- [A FAZER] Por favor, repita fielmente a parte do texto sobre os bloqueios de rodovias que começa nas palavras "Nesse caso, o" e termina logo depois de "delito em comento.".

- [TRECHO PARA LEITURA]
★ ★ ★ ★ ★

A seguir, serão analisados sucintamente os diversos tipos penais da lei sob exame, a fim de verificar se o ato de caminhoneiros bloquearem rodovias federais, por si só, tem o condão de se tipificado como algum dos delitos contra o Estado democrático de Direito, decorrentes da Lei nº 14.197 de 2021.

"Atentado à soberania
Art. 359-I. Negociar com governo ou grupo estrangeiro, ou seus agentes, com o fim de provocar atos típicos de guerra contra o País ou invadi-lo:
Pena – reclusão, de 3 (três) a 8 (oito) anos."

O tipo exige a negociação com governo, agentes ou grupo estrangeiro com a intenção de ocasionar atos típicos de guerra contra o Brasil ou invasão ao território pátrio, a que se denomina como "atentado à soberania". Logicamente, os bloqueios e interdições das rodovias federais promovidas pelos caminhoneiros não se amoldam ao tipo penal em apreço.

"Atentado à integridade nacional
Art. 359-J. Praticar violência ou grave ameaça com a finalidade de desmembrar parte do território nacional para constituir país independente:
Pena – reclusão, de 2 (dois) a 6 (seis) anos, além da pena correspondente à violência."

Nesse caso, o tipo define "atentado à integridade nacional" como o ato de o agente realizar violência ou grave ameaça com o objetivo de desmembrar parte do território brasileiro para em seguida criar uma nação soberana. Da mesma forma, as interdições e bloqueios nas estradas das diversas regiões do país após o resultado das eleições não possuem a finalidade de desintegrar o espaço territorial pátrio, de modo que não se tipifica ao delito em comento.

★ ★ ★ ★ ★

- [ENTRADAS FORNECIDAS]
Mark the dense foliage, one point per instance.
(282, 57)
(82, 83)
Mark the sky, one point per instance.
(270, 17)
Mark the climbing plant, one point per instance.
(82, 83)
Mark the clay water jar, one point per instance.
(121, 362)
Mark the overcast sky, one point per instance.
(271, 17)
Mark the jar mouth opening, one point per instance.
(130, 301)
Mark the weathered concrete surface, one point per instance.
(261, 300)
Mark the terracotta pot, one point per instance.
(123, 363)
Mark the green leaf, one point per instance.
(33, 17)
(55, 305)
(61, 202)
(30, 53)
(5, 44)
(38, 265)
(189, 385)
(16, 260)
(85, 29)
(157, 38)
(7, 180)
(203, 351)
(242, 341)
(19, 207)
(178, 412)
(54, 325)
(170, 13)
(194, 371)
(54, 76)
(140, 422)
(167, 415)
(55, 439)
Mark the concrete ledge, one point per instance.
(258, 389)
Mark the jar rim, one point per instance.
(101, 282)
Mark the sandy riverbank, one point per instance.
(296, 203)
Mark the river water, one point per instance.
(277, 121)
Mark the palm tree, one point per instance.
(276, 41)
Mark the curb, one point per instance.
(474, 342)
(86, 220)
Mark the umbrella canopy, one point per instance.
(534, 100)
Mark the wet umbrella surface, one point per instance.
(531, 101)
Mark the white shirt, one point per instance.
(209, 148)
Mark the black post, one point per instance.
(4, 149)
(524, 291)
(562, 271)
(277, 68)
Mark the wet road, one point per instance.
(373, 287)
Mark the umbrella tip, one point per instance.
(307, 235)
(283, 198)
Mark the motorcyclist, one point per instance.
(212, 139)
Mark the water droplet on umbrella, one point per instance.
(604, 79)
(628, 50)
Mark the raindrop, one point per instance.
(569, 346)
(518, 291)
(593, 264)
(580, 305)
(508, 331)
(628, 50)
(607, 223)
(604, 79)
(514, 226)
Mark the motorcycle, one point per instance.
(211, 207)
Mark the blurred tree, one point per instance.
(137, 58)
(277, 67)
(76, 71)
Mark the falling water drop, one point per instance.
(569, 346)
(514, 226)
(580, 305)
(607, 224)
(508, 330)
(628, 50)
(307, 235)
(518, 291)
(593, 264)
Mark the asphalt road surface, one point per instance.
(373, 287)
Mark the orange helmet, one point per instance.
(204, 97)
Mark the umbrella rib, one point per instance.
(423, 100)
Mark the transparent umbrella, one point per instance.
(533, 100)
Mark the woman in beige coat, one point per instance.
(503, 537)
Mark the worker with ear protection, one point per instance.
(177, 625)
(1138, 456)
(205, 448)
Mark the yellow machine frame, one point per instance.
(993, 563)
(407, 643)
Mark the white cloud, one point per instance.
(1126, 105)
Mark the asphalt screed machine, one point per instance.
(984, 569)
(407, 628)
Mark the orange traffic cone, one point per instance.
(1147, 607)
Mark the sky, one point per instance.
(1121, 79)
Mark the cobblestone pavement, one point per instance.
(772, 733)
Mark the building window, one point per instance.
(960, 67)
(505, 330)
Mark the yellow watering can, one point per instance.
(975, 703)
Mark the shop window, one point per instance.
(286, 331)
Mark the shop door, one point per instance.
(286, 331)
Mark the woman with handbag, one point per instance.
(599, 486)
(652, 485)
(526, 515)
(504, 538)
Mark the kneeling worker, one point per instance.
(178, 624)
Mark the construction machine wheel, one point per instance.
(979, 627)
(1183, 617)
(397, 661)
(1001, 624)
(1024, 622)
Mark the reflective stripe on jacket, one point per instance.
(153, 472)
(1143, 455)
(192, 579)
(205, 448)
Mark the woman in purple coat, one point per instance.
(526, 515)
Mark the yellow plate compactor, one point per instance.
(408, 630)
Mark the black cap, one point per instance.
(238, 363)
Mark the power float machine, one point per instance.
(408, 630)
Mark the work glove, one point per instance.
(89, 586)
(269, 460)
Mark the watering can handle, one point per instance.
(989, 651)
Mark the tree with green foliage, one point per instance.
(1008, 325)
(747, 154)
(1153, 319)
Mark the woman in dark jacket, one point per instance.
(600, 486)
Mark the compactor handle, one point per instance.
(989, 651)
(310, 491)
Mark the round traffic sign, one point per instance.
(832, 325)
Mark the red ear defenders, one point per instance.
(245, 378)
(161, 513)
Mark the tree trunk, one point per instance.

★ ★ ★ ★ ★

- [RESPOSTA DO EXERCÍCIO]
Nesse caso, o tipo define "atentado à integridade nacional" como o ato de o agente realizar violência ou grave ameaça com o objetivo de desmembrar parte do território brasileiro para em seguida criar uma nação soberana. Da mesma forma, as interdições e bloqueios nas estradas das diversas regiões do país após o resultado das eleições não possuem a finalidade de desintegrar o espaço territorial pátrio, de modo que não se tipifica ao delito em comento.